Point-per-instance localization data
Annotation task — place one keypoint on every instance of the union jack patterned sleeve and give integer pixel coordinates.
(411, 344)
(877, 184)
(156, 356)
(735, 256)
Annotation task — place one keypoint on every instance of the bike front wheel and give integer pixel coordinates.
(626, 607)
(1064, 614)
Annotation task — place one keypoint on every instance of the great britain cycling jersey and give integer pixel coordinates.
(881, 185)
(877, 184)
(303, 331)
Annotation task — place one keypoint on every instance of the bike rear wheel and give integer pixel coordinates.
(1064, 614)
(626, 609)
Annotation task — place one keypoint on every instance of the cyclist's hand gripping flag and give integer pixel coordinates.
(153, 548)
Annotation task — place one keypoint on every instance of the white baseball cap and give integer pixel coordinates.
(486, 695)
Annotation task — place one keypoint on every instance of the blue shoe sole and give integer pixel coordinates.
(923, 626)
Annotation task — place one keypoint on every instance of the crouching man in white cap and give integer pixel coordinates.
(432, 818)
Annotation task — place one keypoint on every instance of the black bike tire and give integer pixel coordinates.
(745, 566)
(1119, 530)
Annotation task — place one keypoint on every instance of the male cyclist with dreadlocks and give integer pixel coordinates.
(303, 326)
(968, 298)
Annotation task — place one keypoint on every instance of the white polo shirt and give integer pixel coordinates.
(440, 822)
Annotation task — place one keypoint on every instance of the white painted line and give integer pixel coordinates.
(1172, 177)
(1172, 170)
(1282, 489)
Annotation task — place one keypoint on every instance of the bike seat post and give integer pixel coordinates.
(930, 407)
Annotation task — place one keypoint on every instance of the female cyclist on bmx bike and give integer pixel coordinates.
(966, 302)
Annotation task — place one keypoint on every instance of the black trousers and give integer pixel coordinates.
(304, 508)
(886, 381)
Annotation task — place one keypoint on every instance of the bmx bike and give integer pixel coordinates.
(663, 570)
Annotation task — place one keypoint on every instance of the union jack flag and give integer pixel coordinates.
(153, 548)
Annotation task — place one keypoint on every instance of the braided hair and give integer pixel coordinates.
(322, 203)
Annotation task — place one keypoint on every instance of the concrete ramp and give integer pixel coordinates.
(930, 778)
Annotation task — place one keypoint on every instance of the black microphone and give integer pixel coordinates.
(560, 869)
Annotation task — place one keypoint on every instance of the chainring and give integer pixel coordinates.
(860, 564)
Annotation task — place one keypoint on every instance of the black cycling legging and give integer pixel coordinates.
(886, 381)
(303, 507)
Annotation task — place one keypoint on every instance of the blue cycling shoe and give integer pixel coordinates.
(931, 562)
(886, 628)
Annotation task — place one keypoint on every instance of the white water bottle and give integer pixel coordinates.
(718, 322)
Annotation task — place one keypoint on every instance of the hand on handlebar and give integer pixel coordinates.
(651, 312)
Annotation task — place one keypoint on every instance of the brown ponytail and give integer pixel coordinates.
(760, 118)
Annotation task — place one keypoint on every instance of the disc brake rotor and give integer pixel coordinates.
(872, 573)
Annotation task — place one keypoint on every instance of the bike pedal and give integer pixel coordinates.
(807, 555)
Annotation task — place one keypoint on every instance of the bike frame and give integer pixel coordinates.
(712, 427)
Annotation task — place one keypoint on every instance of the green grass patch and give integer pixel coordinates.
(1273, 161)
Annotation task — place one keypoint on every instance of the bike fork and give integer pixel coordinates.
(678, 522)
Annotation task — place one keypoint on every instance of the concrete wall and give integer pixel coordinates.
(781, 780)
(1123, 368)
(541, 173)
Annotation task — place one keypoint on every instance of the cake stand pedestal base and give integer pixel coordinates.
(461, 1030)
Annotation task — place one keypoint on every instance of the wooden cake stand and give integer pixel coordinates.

Work instructions.
Output exactly the lines above, from the one holding "microphone and give integer pixel coordinates." through the end of the data, including the first and last.

Response.
Annotation task — place one keypoint on every instance of the black microphone and give integer pixel coordinates.
(560, 869)
Annotation task — place one keypoint on every instance of the chainring and give integer pixel coordinates.
(860, 564)
Annotation task — place one keypoint on every instance of the black cycling legging and give integer pixel coordinates.
(886, 381)
(303, 507)
Annotation task — place one keypoint on every instance of the blue cycling shoe and give integer pixel coordinates.
(931, 562)
(886, 628)
Annotation task — place one keypoint on every instance of the white water bottle and give integer pixel coordinates.
(718, 322)
Annotation task — place one keypoint on every instance of the hand on handlebar and give integer pixel coordinates.
(651, 312)
Annotation task — place one keypoint on every instance of the brown ponytail and give integer pixel coordinates.
(760, 118)
Annotation task — place one keypoint on every instance of the disc brake rotor and give integer pixel coordinates.
(872, 573)
Annotation task — place one keypoint on every instance of the bike pedal and give integer pixel coordinates.
(807, 555)
Annotation task — place one keypoint on every instance of the bike frame and give integer pixel coordinates.
(712, 427)
Annotation task — place one keypoint on every instance of the green grass patch and give integer pixel coordinates.
(1273, 161)
Annotation task — place one keypoint on every instance of the bike fork and give integer pixel coordinates.
(678, 522)
Annotation task — place one keypoint on every instance of the concrete wall and give integer pixel coordinates.
(781, 780)
(1123, 368)
(541, 173)
Annotation task — place one keypoint on every instance of the cake stand pedestal base and give integer pixel coordinates.
(461, 1030)
Annotation task — place one keypoint on every instance of the wooden cake stand and give integer pixel coordinates.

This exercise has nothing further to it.